((
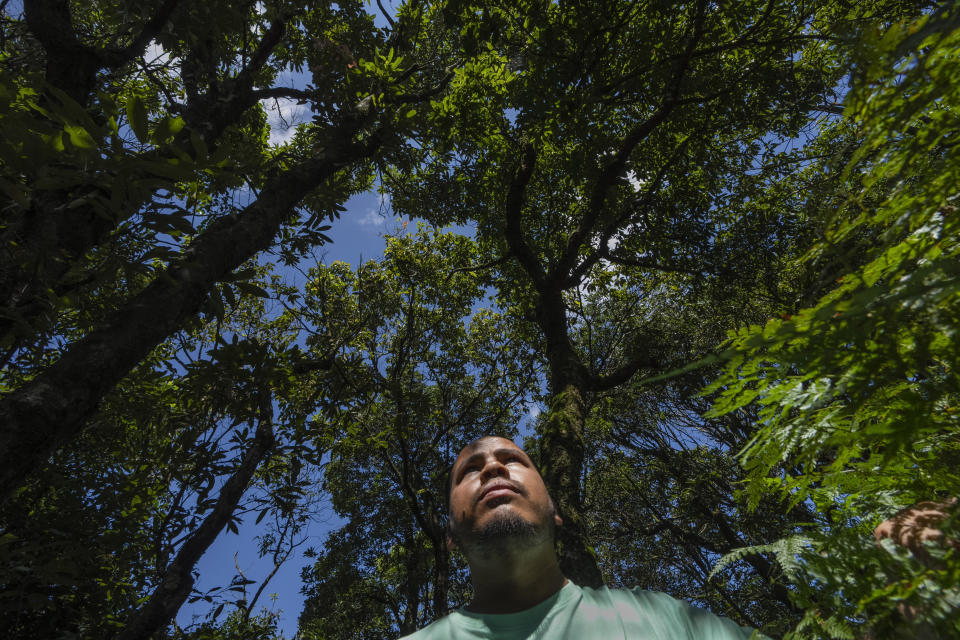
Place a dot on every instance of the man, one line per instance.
(502, 519)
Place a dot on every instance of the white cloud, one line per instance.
(283, 116)
(372, 218)
(155, 54)
(636, 182)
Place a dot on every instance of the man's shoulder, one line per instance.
(440, 628)
(672, 617)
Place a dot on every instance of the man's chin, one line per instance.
(504, 524)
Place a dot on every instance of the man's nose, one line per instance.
(494, 468)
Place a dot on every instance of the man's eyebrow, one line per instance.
(502, 451)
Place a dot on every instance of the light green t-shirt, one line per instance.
(575, 613)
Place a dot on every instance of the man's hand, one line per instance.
(911, 528)
(917, 524)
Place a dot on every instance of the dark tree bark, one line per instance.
(173, 590)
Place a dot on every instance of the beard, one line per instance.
(505, 532)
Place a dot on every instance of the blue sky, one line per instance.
(357, 236)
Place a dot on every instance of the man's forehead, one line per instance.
(487, 442)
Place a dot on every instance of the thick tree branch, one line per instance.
(177, 582)
(623, 373)
(513, 214)
(52, 408)
(611, 172)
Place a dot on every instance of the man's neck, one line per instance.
(511, 582)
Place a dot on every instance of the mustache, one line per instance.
(499, 484)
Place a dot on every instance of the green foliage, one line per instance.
(420, 371)
(858, 393)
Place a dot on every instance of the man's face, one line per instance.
(496, 493)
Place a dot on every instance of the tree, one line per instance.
(600, 145)
(107, 158)
(857, 390)
(420, 372)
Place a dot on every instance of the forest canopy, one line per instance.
(716, 244)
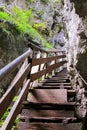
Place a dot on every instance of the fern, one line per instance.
(23, 19)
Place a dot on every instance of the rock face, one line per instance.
(76, 48)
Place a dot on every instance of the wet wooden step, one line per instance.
(52, 87)
(54, 84)
(48, 96)
(50, 126)
(29, 113)
(49, 106)
(54, 119)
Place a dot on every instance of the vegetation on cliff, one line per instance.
(24, 21)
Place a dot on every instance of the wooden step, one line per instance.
(51, 87)
(49, 106)
(29, 113)
(50, 119)
(54, 119)
(54, 84)
(48, 96)
(50, 126)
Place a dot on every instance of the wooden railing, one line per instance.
(34, 63)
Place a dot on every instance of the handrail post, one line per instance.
(35, 68)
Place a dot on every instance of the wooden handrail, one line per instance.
(37, 48)
(81, 77)
(21, 82)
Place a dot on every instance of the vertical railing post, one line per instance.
(34, 69)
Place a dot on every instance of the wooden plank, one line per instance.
(49, 106)
(37, 75)
(49, 95)
(54, 84)
(51, 87)
(16, 108)
(28, 113)
(45, 60)
(54, 66)
(50, 126)
(54, 119)
(12, 90)
(71, 93)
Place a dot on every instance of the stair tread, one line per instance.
(28, 113)
(49, 95)
(50, 126)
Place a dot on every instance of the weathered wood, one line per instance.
(52, 87)
(45, 60)
(71, 93)
(49, 126)
(48, 95)
(16, 108)
(49, 106)
(12, 90)
(37, 75)
(54, 119)
(54, 84)
(54, 66)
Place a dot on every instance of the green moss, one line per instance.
(23, 19)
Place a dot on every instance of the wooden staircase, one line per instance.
(51, 105)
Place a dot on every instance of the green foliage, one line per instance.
(23, 19)
(39, 25)
(4, 116)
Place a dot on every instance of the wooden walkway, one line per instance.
(51, 105)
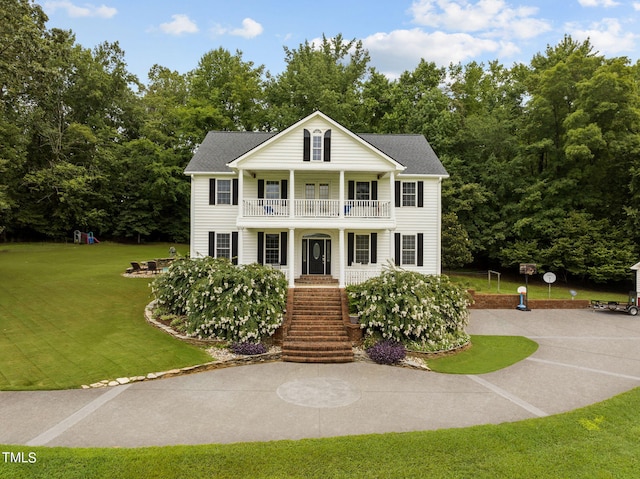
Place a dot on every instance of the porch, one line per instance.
(265, 208)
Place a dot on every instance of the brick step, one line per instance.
(317, 349)
(325, 359)
(315, 335)
(317, 308)
(320, 324)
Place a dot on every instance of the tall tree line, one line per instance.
(544, 158)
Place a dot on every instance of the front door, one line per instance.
(316, 256)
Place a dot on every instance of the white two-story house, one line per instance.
(317, 199)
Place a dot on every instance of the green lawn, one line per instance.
(538, 289)
(487, 354)
(599, 441)
(68, 317)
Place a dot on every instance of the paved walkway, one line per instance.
(584, 357)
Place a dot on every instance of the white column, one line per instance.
(291, 258)
(291, 195)
(342, 261)
(392, 188)
(341, 189)
(240, 246)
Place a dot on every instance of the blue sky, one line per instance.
(397, 34)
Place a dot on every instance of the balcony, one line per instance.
(305, 209)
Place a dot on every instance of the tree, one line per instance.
(327, 77)
(229, 89)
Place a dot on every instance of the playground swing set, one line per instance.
(84, 238)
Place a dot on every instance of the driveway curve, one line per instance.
(584, 357)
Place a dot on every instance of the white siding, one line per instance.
(411, 220)
(346, 152)
(206, 217)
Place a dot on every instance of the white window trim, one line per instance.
(356, 249)
(227, 237)
(266, 257)
(319, 148)
(413, 250)
(220, 192)
(413, 196)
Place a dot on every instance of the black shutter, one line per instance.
(283, 248)
(234, 196)
(234, 247)
(306, 154)
(212, 191)
(212, 244)
(374, 248)
(261, 247)
(350, 248)
(327, 145)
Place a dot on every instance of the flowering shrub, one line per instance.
(428, 312)
(248, 349)
(387, 352)
(222, 301)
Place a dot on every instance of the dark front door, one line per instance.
(316, 256)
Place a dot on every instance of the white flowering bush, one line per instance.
(222, 301)
(426, 313)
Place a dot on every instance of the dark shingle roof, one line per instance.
(222, 147)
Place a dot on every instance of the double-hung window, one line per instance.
(223, 245)
(408, 250)
(362, 249)
(272, 248)
(223, 196)
(409, 193)
(316, 147)
(363, 190)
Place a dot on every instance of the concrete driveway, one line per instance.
(584, 357)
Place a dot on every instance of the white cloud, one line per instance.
(494, 17)
(607, 36)
(179, 25)
(598, 3)
(402, 49)
(76, 11)
(250, 29)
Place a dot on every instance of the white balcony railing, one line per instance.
(266, 208)
(360, 274)
(317, 208)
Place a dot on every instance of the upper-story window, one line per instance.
(316, 148)
(317, 145)
(224, 192)
(363, 190)
(272, 190)
(409, 193)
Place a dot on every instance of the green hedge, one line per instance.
(425, 313)
(222, 301)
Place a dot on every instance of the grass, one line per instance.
(599, 441)
(68, 304)
(487, 354)
(68, 317)
(538, 289)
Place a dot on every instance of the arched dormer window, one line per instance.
(317, 145)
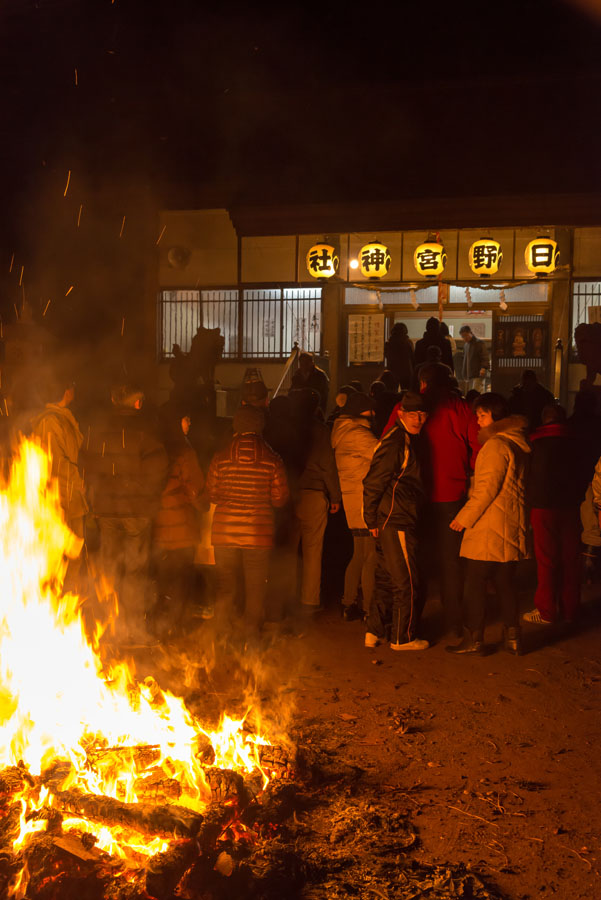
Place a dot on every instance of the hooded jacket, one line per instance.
(125, 465)
(393, 494)
(557, 478)
(57, 428)
(245, 481)
(177, 522)
(495, 515)
(354, 444)
(450, 436)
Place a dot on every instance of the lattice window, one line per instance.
(586, 304)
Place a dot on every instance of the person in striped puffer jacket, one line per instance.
(246, 480)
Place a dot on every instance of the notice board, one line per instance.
(366, 338)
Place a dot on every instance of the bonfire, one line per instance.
(96, 770)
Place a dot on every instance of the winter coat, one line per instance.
(124, 465)
(245, 481)
(495, 514)
(433, 340)
(451, 447)
(475, 358)
(317, 380)
(177, 522)
(58, 430)
(399, 358)
(557, 479)
(596, 486)
(393, 492)
(319, 472)
(354, 444)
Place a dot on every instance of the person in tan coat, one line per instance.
(58, 431)
(354, 443)
(495, 522)
(177, 527)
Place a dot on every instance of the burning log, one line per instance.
(107, 759)
(161, 821)
(226, 785)
(154, 787)
(278, 760)
(165, 870)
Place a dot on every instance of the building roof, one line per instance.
(436, 214)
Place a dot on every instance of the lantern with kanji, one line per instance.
(430, 259)
(485, 257)
(322, 261)
(542, 256)
(374, 260)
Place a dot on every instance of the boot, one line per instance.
(513, 640)
(472, 643)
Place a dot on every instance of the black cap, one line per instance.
(357, 403)
(413, 402)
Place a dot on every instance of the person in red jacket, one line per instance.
(245, 481)
(451, 435)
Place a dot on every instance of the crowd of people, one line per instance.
(430, 483)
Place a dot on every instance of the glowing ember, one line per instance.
(70, 725)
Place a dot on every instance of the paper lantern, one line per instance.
(485, 257)
(542, 256)
(374, 260)
(430, 259)
(322, 261)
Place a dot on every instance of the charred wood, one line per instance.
(166, 821)
(165, 870)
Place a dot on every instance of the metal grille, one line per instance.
(272, 320)
(179, 318)
(302, 320)
(586, 298)
(262, 334)
(220, 310)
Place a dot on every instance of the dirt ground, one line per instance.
(498, 756)
(493, 760)
(429, 766)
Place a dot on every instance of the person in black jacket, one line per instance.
(433, 338)
(399, 355)
(393, 497)
(125, 468)
(555, 489)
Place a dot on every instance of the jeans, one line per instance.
(361, 571)
(397, 597)
(124, 559)
(447, 544)
(175, 580)
(502, 574)
(557, 550)
(255, 568)
(311, 517)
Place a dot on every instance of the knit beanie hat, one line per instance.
(413, 402)
(357, 404)
(249, 419)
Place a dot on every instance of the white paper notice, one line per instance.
(366, 338)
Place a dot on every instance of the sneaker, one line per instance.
(535, 617)
(416, 644)
(352, 613)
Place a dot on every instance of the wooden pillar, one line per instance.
(333, 331)
(559, 329)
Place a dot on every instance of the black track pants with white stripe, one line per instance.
(397, 594)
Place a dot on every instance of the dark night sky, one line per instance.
(191, 103)
(300, 98)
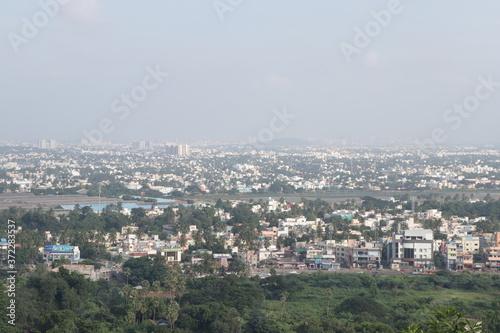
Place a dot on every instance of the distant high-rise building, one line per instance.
(47, 144)
(179, 150)
(139, 144)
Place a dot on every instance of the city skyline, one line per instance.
(202, 72)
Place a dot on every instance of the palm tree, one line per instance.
(127, 292)
(328, 293)
(145, 288)
(127, 271)
(172, 313)
(155, 301)
(284, 297)
(156, 286)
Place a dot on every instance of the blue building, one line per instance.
(57, 252)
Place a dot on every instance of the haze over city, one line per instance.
(230, 65)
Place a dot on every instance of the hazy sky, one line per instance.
(227, 75)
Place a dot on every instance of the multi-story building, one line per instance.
(47, 144)
(179, 150)
(412, 248)
(57, 252)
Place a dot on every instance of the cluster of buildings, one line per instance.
(174, 167)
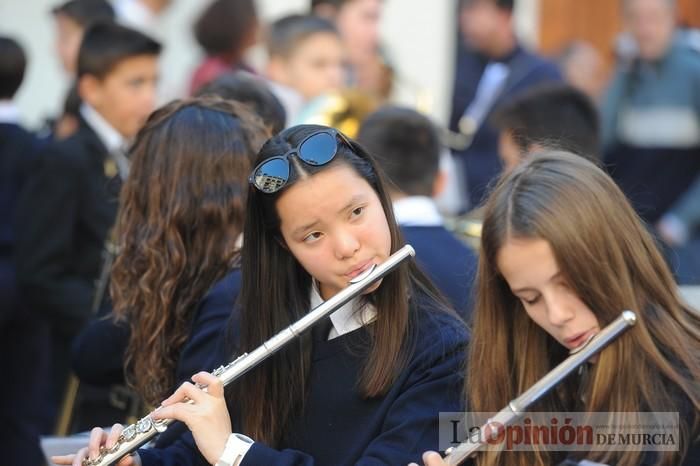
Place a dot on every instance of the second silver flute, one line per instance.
(518, 406)
(136, 435)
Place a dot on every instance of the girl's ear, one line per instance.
(281, 242)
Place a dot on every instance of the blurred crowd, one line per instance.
(60, 185)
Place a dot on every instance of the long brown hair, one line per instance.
(612, 263)
(181, 212)
(275, 293)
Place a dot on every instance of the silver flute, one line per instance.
(136, 435)
(517, 407)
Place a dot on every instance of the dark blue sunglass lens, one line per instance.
(319, 149)
(272, 175)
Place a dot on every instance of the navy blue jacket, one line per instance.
(339, 427)
(64, 214)
(17, 147)
(23, 335)
(481, 160)
(98, 352)
(447, 261)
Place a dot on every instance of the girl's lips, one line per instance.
(577, 340)
(358, 270)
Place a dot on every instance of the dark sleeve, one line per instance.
(412, 423)
(46, 219)
(98, 352)
(183, 452)
(203, 351)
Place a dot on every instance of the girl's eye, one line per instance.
(530, 302)
(311, 237)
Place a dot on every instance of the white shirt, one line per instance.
(9, 113)
(114, 142)
(417, 211)
(345, 320)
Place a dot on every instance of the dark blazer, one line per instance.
(339, 426)
(98, 351)
(23, 336)
(65, 213)
(447, 261)
(481, 161)
(17, 146)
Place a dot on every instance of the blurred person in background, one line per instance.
(225, 31)
(358, 23)
(141, 15)
(679, 228)
(72, 18)
(583, 67)
(492, 67)
(407, 148)
(651, 113)
(252, 91)
(547, 117)
(305, 61)
(23, 335)
(69, 203)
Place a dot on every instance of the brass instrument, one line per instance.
(517, 407)
(344, 110)
(138, 434)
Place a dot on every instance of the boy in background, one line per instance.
(70, 201)
(305, 61)
(407, 147)
(550, 116)
(23, 348)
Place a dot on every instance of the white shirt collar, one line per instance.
(419, 211)
(9, 113)
(109, 136)
(114, 142)
(347, 318)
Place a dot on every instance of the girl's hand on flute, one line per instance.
(207, 417)
(430, 458)
(98, 438)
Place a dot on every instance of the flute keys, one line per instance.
(129, 433)
(144, 425)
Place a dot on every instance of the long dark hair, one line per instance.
(181, 212)
(611, 262)
(275, 293)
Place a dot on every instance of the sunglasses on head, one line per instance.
(317, 149)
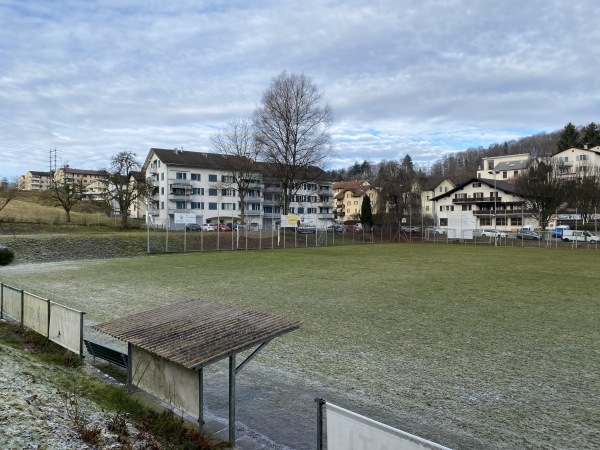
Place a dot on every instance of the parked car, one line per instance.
(353, 229)
(580, 236)
(493, 233)
(192, 227)
(531, 235)
(411, 229)
(336, 227)
(558, 231)
(236, 226)
(306, 230)
(435, 230)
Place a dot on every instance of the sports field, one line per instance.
(472, 347)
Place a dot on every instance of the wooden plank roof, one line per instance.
(197, 332)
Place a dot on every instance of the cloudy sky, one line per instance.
(424, 78)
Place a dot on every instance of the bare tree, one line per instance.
(395, 182)
(8, 192)
(236, 144)
(544, 190)
(118, 187)
(292, 132)
(64, 194)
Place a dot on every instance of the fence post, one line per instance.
(320, 404)
(22, 307)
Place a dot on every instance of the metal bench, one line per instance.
(108, 354)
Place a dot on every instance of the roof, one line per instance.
(503, 186)
(197, 332)
(350, 184)
(512, 165)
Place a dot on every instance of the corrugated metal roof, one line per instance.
(197, 332)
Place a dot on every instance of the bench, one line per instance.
(108, 354)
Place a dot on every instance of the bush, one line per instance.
(6, 256)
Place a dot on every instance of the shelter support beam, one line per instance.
(251, 356)
(201, 400)
(232, 399)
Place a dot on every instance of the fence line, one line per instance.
(59, 323)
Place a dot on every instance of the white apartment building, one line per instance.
(481, 203)
(503, 168)
(578, 162)
(201, 184)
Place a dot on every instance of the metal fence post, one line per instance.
(320, 405)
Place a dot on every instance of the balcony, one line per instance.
(476, 199)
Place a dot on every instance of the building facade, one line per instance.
(202, 185)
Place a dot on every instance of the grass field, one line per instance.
(472, 347)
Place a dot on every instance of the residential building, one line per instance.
(35, 181)
(505, 168)
(482, 203)
(76, 176)
(429, 187)
(201, 184)
(348, 198)
(578, 162)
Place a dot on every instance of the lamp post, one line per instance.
(495, 172)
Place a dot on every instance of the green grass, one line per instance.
(475, 347)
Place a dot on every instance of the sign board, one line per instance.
(307, 220)
(185, 218)
(289, 221)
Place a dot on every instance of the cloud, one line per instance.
(427, 78)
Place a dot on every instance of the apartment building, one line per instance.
(482, 203)
(503, 168)
(348, 197)
(201, 184)
(578, 162)
(35, 181)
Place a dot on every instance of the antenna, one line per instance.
(52, 167)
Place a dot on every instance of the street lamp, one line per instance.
(495, 172)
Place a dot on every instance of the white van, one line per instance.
(580, 236)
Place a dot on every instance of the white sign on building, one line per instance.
(185, 218)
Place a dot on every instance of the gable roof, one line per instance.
(503, 186)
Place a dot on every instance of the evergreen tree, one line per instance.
(591, 135)
(366, 214)
(569, 138)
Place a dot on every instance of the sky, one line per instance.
(421, 78)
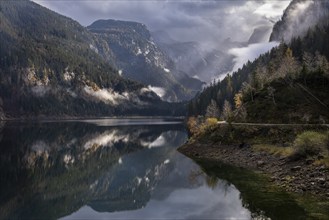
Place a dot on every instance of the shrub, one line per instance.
(310, 143)
(192, 125)
(211, 122)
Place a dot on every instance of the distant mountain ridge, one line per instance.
(52, 66)
(299, 17)
(193, 59)
(139, 58)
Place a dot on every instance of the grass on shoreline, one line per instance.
(294, 142)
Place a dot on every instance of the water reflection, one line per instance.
(97, 169)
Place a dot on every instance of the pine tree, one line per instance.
(227, 111)
(212, 110)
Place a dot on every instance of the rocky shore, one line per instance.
(302, 176)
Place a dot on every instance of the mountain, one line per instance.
(259, 34)
(289, 84)
(139, 58)
(52, 66)
(299, 17)
(192, 58)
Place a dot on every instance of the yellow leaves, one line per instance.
(238, 100)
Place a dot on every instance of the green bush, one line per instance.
(310, 143)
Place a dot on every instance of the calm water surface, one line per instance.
(123, 169)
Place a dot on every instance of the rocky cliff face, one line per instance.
(196, 61)
(138, 57)
(51, 65)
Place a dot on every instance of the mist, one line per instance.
(211, 24)
(300, 16)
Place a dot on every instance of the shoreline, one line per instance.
(302, 176)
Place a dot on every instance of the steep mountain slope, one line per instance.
(193, 59)
(287, 84)
(49, 66)
(299, 16)
(139, 58)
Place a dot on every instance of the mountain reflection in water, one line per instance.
(98, 169)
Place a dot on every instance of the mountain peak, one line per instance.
(114, 25)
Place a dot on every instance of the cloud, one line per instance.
(302, 15)
(210, 23)
(161, 92)
(250, 53)
(184, 20)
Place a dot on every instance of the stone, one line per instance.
(296, 168)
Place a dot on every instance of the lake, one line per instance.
(124, 169)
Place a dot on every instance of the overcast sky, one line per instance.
(185, 20)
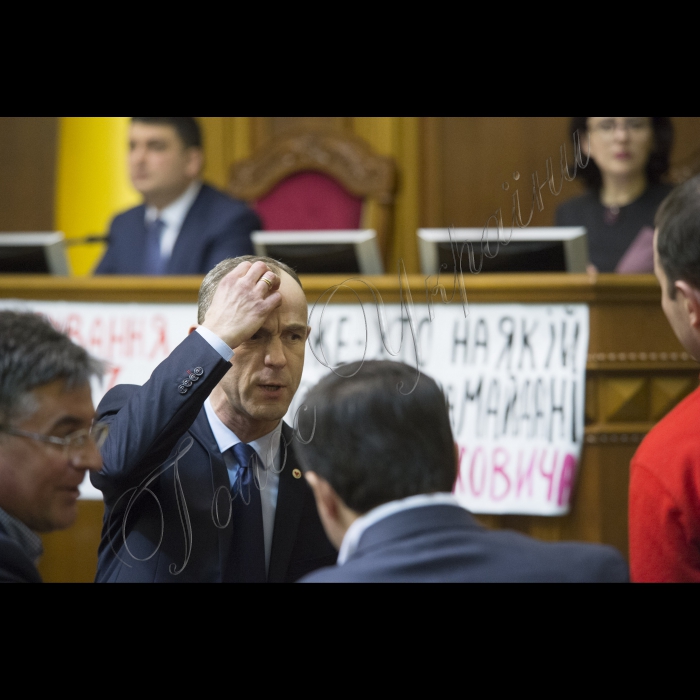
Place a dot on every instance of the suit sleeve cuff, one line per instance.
(216, 342)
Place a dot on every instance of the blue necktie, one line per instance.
(153, 262)
(247, 556)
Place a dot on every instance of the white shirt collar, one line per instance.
(266, 447)
(357, 529)
(174, 214)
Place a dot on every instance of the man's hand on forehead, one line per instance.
(242, 302)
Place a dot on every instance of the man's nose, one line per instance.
(88, 457)
(275, 353)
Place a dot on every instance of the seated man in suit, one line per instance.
(47, 437)
(183, 227)
(664, 501)
(382, 464)
(199, 479)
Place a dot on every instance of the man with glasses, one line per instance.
(47, 437)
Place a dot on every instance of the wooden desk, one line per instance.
(636, 372)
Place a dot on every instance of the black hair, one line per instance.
(33, 353)
(187, 128)
(678, 240)
(659, 159)
(374, 444)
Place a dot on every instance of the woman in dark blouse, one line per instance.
(629, 156)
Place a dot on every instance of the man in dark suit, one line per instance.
(382, 463)
(47, 437)
(199, 480)
(183, 227)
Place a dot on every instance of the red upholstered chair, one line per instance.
(318, 180)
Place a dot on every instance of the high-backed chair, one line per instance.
(318, 180)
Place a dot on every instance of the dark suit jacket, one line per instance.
(444, 543)
(15, 565)
(215, 228)
(167, 533)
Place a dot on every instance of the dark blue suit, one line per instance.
(172, 524)
(215, 228)
(443, 543)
))
_PROBLEM REQUIREMENTS_
No pictures belong in the copy; quote exactly the lines from the line containing "Place a dot on every instance of the mountain peak, one" through the final line of the material, both ends included.

_TASK SOLUTION_
Place a dot on every instance of the mountain peak, one line per instance.
(114, 25)
Place a dot on every instance of the cloud, one line per instance.
(302, 15)
(210, 23)
(161, 92)
(250, 53)
(184, 20)
Place a dot on every instance of the stone, one line per instance.
(296, 168)
Place a dot on every instance of the lake, one line per instance.
(124, 169)
Place a dot on every instance of the overcast sky, one line per instance.
(185, 20)
Place a dot on every instance of the suit sleeve cuff, one line per instance.
(216, 342)
Place a dot on every instance of the blue necktie, one line per instance.
(153, 262)
(247, 556)
Place a dot on every instance of the white shirt collar, one line per instance.
(266, 447)
(357, 529)
(174, 214)
Place a dot on every instance of the man's hand on forehead, one line per instance.
(242, 302)
Place a dot on every instance of the man's nose, one line per instance.
(88, 457)
(275, 353)
Place a dot on every instance of the seated man in suit, one line per instance.
(47, 437)
(183, 227)
(664, 501)
(382, 464)
(199, 479)
Place a dot on every instance of the man with glasses, one line per instance.
(47, 437)
Place a dot on every instance of the wooden desk, one line per instance.
(636, 372)
Place a dot on every instance of the black hair, one line per instance.
(33, 353)
(187, 128)
(678, 240)
(659, 159)
(374, 444)
Place a dot on every instance of the woman in dark blouse, one line per instance.
(629, 156)
Place a dot on every instance of the man in dark suit, one line per instance.
(382, 463)
(47, 437)
(199, 480)
(183, 227)
Place a dot on every instance of the red upholstered chair, one line per instance.
(318, 180)
Place a dot on every instance of the high-backed chair, one line per instance.
(318, 180)
Place a dot on every instance of the dark suit jacket, one line per instance.
(444, 543)
(15, 565)
(215, 228)
(167, 533)
Place a dot on every instance of the dark blue suit, one line per instance.
(172, 524)
(215, 228)
(443, 543)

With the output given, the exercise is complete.